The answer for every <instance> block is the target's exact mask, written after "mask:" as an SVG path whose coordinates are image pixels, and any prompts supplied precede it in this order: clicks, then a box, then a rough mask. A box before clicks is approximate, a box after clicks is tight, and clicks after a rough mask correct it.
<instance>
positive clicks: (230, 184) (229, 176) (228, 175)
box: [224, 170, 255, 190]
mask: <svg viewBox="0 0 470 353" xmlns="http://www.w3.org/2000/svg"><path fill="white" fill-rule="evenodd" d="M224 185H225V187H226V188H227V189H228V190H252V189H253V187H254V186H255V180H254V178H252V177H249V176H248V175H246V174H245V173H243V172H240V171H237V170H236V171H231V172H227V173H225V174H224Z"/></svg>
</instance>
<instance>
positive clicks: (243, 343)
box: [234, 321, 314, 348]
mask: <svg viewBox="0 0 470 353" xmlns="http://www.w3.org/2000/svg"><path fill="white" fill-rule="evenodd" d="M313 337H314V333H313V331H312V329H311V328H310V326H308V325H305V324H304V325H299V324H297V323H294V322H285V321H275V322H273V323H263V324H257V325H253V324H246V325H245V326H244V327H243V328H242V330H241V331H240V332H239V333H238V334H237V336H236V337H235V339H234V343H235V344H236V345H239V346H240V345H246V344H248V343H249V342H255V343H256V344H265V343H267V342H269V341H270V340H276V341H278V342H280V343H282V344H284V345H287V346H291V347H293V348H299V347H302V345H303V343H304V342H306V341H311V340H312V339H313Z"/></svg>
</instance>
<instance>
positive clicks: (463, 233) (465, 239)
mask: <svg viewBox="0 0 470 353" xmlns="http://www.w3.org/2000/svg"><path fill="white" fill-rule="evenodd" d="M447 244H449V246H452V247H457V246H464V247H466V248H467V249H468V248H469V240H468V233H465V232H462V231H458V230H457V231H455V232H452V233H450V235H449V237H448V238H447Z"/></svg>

______

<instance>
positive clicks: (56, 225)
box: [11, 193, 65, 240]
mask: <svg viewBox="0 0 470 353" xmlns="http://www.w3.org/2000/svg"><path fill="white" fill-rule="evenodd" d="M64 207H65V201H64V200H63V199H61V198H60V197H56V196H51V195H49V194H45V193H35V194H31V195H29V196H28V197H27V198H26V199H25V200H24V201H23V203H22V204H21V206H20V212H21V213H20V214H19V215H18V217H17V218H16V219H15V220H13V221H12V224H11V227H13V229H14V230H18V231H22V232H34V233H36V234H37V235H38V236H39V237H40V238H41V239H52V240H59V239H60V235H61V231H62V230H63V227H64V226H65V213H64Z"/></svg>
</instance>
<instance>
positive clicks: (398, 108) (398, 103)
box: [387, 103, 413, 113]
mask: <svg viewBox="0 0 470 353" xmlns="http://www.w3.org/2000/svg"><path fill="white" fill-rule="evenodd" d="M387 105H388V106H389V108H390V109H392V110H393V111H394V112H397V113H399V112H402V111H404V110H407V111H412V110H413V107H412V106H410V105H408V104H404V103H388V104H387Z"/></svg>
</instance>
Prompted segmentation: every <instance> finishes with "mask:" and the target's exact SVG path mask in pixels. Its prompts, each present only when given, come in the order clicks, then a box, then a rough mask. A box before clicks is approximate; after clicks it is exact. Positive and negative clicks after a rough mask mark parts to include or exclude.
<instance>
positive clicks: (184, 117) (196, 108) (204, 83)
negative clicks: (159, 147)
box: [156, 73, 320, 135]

______

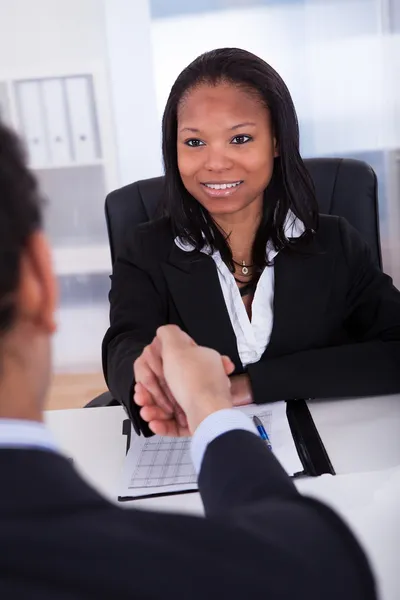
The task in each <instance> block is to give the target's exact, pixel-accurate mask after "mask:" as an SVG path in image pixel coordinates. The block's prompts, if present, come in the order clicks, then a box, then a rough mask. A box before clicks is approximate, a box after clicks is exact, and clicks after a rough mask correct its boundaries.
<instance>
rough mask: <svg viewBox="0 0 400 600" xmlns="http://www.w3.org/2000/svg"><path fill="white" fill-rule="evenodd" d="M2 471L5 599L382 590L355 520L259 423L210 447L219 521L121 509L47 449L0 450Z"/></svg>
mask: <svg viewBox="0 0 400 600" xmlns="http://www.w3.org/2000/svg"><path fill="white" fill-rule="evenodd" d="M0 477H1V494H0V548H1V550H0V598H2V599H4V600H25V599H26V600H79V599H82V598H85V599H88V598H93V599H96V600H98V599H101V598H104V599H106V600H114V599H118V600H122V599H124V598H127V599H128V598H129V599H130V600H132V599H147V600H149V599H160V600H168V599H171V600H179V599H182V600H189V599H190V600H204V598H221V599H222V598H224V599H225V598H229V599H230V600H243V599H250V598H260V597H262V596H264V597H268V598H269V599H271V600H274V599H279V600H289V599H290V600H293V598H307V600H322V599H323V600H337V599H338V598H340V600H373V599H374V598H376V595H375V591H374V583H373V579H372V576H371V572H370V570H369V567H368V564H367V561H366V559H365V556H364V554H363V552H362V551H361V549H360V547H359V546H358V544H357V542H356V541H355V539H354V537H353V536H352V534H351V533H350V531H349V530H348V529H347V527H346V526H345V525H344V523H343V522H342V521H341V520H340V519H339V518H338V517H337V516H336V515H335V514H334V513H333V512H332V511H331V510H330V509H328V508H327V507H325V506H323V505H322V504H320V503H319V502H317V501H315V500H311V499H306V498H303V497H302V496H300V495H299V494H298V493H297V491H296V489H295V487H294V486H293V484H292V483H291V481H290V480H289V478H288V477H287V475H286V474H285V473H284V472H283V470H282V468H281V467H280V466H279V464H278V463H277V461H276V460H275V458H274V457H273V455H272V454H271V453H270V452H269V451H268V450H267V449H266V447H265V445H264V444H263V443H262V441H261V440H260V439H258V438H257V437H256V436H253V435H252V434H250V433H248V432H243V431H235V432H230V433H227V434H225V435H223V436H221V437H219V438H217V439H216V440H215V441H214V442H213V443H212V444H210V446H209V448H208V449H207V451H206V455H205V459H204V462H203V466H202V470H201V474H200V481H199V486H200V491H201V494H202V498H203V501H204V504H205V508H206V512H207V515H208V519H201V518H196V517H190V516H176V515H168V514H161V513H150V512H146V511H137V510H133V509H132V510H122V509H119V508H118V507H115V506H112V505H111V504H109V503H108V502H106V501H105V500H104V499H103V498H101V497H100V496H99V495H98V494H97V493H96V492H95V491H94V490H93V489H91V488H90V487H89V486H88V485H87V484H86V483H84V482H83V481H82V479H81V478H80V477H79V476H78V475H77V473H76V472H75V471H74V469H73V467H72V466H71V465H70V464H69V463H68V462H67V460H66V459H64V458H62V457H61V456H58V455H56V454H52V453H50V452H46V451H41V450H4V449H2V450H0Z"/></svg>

______

Rewrite the stretch from the line containing "The answer for" through the line containing "box: [224, 170, 255, 190]", replacing "positive clicks" with "foreground clicks" and leaving everything else unchanged.

# TASK OUTPUT
The answer for every <instance> block is the target's exact mask, written after "mask:" as an SVG path whose coordinates are image pixels, and any prompts supplied precede it in this order: clicks, then a box, then a rough mask. A box before clicks is approximate, a box after clicks is tight, and clicks after a rough mask correct it.
<instance>
foreground clicks: (230, 184) (229, 176) (228, 175)
box: [224, 170, 255, 190]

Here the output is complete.